* _Problem description_
When the line containing "As part of the labeling sprint, tag all instances of parked" appears in the entries below, begin printing there and stop after the line containing "of white minivan"; print each of those lines exactly and no other line.

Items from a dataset
----------------------------------------
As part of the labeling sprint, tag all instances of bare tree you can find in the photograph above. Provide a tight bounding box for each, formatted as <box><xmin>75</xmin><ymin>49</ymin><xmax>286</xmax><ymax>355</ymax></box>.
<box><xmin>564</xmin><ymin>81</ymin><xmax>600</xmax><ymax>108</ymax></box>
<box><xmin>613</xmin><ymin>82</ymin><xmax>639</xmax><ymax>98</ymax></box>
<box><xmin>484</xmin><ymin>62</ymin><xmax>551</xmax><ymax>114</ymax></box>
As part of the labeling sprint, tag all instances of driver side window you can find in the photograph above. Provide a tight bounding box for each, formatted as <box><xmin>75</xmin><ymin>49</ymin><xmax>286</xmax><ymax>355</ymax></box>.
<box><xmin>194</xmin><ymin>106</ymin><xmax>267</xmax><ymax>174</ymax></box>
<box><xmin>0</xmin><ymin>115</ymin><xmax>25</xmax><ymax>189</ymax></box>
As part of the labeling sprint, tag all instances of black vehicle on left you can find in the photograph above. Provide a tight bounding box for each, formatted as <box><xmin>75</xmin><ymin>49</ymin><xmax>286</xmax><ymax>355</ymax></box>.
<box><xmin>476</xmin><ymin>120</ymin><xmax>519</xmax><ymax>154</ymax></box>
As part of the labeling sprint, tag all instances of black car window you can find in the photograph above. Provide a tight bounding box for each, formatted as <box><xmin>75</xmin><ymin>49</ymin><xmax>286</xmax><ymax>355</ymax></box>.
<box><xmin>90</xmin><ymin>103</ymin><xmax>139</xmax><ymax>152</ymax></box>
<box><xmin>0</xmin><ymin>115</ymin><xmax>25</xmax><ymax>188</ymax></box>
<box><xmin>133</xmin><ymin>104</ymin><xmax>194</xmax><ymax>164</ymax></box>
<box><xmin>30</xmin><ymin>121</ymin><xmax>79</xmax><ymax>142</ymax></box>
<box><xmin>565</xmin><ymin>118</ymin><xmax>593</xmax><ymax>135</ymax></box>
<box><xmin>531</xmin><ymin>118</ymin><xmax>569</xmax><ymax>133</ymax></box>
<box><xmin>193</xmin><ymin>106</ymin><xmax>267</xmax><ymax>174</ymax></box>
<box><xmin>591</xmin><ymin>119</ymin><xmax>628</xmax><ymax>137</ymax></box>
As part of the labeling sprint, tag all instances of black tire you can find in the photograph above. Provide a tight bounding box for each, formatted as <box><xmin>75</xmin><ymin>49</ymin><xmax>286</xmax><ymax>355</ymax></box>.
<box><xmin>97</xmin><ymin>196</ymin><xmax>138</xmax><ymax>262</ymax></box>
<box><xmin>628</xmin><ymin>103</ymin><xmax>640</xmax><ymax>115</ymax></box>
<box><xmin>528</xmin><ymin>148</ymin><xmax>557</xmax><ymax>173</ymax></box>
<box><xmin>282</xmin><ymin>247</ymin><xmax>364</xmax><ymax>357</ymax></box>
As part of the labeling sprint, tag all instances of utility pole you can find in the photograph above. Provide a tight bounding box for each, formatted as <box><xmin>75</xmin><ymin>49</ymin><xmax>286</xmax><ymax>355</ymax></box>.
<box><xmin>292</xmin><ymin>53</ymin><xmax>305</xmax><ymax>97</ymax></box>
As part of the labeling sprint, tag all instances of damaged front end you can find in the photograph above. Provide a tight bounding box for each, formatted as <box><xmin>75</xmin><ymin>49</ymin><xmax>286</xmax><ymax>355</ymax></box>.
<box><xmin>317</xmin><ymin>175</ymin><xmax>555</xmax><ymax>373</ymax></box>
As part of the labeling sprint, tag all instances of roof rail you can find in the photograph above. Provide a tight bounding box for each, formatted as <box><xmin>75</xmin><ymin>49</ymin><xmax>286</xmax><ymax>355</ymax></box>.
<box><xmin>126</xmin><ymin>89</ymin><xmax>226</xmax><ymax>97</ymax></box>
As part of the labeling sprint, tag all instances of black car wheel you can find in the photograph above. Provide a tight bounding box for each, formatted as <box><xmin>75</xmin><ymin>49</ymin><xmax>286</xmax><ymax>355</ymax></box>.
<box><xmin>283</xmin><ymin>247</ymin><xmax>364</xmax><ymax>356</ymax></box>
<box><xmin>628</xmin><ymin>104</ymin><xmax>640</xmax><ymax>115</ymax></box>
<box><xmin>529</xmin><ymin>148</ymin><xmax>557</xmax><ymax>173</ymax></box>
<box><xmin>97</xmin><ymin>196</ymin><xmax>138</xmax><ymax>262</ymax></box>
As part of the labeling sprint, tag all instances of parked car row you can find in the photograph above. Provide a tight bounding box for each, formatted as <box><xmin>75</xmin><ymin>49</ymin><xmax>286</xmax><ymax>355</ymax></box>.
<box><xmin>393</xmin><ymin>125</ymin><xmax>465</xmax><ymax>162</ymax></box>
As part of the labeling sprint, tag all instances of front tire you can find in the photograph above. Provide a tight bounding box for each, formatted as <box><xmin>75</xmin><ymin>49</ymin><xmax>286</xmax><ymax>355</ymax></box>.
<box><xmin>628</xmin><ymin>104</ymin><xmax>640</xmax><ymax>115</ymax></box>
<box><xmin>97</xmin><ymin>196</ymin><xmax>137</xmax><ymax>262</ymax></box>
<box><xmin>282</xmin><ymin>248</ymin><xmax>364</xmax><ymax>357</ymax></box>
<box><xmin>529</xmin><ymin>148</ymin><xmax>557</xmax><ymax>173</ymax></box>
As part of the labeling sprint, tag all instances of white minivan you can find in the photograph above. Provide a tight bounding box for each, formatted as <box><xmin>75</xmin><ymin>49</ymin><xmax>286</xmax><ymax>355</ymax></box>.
----------------------------------------
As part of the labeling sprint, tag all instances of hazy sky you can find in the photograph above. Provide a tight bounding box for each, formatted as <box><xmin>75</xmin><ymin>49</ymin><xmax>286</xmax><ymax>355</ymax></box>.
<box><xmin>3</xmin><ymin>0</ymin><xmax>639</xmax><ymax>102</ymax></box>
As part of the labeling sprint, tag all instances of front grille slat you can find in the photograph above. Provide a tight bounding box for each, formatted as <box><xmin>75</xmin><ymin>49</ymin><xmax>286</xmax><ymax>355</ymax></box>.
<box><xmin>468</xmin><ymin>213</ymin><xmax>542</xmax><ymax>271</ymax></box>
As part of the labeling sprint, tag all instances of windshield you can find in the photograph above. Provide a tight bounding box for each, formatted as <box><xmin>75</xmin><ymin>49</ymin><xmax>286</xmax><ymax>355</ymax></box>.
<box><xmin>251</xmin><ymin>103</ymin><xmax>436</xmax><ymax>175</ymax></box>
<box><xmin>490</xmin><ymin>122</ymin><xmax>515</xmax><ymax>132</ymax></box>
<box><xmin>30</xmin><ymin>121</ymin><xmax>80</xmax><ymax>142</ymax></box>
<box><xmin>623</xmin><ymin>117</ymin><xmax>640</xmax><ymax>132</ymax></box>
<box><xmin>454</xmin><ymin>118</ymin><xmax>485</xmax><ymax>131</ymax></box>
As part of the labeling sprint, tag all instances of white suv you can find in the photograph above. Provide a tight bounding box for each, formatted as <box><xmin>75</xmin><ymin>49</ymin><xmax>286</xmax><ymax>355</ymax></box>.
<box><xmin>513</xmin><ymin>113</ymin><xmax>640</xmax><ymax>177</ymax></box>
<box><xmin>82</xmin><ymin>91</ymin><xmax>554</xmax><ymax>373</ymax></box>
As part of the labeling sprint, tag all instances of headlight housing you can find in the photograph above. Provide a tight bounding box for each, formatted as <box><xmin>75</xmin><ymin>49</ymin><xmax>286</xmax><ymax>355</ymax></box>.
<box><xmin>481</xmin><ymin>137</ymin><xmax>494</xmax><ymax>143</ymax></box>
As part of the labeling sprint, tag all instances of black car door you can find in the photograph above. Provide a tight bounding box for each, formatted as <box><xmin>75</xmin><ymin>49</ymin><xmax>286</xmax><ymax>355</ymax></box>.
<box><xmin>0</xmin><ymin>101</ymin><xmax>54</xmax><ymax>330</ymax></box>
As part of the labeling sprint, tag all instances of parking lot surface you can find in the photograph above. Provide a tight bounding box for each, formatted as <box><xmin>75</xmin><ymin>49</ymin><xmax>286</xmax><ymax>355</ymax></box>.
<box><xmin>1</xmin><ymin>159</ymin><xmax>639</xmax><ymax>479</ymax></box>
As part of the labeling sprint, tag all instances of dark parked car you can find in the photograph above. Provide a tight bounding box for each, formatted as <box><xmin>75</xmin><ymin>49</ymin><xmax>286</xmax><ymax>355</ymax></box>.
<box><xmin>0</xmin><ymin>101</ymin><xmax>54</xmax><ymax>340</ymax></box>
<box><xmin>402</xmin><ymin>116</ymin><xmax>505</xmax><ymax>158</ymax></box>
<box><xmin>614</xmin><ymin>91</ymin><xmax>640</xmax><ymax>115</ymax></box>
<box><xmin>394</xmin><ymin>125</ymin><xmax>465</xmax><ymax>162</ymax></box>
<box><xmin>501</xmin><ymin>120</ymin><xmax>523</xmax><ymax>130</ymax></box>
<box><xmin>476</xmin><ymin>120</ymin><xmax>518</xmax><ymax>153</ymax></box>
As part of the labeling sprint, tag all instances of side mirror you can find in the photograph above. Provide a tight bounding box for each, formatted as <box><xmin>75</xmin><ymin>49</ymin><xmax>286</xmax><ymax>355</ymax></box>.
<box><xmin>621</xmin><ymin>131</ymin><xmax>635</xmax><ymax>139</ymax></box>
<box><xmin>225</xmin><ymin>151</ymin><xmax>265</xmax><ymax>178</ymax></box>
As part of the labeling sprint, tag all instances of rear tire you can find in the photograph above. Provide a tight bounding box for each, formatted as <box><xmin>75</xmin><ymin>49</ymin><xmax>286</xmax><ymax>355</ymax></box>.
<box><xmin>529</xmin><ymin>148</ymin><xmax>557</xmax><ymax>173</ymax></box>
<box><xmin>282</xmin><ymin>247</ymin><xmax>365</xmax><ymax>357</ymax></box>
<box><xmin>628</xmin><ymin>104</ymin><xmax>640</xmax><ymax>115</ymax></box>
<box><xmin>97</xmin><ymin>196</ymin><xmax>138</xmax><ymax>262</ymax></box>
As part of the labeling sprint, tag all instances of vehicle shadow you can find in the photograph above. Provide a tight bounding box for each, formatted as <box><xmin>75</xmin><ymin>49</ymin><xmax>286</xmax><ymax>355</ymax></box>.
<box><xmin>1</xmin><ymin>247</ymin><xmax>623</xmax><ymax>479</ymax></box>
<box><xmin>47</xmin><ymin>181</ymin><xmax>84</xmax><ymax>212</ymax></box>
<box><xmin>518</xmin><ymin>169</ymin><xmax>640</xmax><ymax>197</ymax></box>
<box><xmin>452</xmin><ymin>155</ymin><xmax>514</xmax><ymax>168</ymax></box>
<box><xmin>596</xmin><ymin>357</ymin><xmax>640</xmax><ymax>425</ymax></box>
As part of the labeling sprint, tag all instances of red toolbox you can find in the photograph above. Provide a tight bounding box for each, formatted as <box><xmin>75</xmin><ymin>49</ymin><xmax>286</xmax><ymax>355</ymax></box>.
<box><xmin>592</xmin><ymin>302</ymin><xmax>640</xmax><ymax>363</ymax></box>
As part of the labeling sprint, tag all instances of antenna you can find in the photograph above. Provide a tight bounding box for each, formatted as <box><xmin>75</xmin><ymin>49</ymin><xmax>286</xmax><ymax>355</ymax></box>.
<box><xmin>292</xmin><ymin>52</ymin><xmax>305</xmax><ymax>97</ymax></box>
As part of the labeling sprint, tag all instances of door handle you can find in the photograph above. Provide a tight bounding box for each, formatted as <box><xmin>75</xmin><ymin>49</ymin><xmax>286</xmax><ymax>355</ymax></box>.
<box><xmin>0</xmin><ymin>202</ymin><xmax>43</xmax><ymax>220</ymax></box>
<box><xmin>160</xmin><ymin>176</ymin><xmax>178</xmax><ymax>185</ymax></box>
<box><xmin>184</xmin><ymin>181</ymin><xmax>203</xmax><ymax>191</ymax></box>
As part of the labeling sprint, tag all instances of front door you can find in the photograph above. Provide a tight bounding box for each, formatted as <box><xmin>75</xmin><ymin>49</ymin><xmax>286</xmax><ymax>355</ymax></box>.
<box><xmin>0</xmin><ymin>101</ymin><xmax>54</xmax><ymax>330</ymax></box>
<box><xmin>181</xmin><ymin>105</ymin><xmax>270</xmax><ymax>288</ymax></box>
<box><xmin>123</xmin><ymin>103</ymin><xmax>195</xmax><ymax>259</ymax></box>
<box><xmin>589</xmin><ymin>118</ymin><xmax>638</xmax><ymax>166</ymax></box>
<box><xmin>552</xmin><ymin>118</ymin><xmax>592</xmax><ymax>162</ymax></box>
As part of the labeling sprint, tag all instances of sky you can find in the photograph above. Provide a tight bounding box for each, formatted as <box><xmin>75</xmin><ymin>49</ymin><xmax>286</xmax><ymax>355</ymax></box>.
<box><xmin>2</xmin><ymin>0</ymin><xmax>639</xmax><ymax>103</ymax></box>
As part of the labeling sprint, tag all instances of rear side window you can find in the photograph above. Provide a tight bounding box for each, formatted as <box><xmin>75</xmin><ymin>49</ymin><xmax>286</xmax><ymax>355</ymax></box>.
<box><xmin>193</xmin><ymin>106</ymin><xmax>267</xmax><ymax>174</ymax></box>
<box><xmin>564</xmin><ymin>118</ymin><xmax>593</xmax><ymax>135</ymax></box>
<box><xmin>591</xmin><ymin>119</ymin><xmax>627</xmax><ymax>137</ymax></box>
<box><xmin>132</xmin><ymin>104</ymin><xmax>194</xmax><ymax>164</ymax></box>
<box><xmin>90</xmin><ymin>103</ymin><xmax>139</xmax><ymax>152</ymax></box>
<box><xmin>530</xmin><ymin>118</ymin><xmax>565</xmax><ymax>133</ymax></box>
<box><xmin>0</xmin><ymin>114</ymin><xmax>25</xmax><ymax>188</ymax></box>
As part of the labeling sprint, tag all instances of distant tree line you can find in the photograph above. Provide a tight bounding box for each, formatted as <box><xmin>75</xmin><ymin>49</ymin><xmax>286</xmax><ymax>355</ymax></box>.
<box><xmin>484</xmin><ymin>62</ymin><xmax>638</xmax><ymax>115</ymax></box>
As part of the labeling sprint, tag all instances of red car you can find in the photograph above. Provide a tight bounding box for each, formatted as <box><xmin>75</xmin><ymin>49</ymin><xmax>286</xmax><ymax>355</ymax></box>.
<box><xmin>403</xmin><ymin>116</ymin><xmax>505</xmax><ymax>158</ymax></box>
----------------------------------------
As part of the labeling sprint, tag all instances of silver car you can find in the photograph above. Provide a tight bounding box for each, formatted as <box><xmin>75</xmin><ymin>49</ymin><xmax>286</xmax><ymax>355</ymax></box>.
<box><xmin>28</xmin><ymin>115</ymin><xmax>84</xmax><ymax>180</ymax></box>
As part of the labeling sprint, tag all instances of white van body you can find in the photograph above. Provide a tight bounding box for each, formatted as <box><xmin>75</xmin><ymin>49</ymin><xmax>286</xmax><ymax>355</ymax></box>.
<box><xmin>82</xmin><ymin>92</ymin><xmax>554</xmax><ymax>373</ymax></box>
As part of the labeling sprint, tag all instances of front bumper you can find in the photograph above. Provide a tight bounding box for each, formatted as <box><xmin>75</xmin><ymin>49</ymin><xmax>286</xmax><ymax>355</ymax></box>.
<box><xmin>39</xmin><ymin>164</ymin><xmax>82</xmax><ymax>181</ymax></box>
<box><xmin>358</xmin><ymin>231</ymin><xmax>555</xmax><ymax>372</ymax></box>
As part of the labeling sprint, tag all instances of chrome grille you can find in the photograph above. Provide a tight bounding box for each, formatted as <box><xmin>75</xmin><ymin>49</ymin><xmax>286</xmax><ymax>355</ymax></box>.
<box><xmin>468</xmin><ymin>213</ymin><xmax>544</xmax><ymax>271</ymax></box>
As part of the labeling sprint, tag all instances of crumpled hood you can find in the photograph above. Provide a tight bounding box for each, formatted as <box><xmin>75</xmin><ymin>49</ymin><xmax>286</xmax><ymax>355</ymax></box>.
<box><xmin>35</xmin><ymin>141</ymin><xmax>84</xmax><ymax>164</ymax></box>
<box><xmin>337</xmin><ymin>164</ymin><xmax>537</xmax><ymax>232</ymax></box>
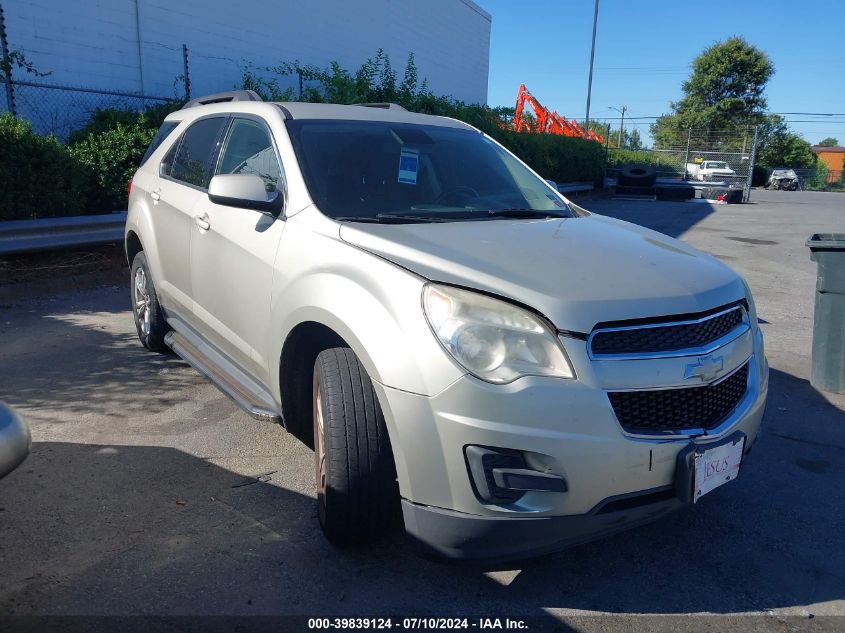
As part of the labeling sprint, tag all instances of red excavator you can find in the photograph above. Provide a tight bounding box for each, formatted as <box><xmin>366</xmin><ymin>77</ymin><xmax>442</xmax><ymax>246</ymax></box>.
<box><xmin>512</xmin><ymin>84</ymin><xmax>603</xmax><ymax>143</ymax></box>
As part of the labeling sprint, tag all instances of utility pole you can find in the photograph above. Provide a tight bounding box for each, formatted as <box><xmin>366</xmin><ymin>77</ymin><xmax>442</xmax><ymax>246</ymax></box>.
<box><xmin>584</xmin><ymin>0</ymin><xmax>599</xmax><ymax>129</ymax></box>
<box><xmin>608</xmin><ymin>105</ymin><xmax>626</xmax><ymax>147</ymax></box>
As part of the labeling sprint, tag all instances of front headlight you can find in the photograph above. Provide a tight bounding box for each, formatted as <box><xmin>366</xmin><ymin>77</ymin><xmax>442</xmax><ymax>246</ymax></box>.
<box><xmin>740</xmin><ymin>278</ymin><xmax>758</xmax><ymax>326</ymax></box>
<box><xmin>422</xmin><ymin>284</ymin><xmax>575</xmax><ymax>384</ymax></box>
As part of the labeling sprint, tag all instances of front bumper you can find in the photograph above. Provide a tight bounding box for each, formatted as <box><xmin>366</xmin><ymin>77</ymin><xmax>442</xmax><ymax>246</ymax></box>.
----------------------------------------
* _Task response_
As part of the labeling sprint, tag all instances of parked car row you can find in the photograph above. Provide a tight bounding box for each, formatted as <box><xmin>75</xmin><ymin>49</ymin><xmax>286</xmax><ymax>355</ymax></box>.
<box><xmin>393</xmin><ymin>125</ymin><xmax>465</xmax><ymax>162</ymax></box>
As part of the labeling sprint, tag all instances of front tire you can find in the photograph above. Provide a tight bounding box for each, formatted as <box><xmin>75</xmin><ymin>49</ymin><xmax>286</xmax><ymax>355</ymax></box>.
<box><xmin>628</xmin><ymin>104</ymin><xmax>640</xmax><ymax>115</ymax></box>
<box><xmin>97</xmin><ymin>196</ymin><xmax>137</xmax><ymax>262</ymax></box>
<box><xmin>282</xmin><ymin>248</ymin><xmax>364</xmax><ymax>357</ymax></box>
<box><xmin>529</xmin><ymin>148</ymin><xmax>557</xmax><ymax>173</ymax></box>
As part of the labeling sprint, tag all instances of white minivan you can find in the photograph above. Provide a tight bounding box for each, formatted as <box><xmin>75</xmin><ymin>49</ymin><xmax>286</xmax><ymax>355</ymax></box>.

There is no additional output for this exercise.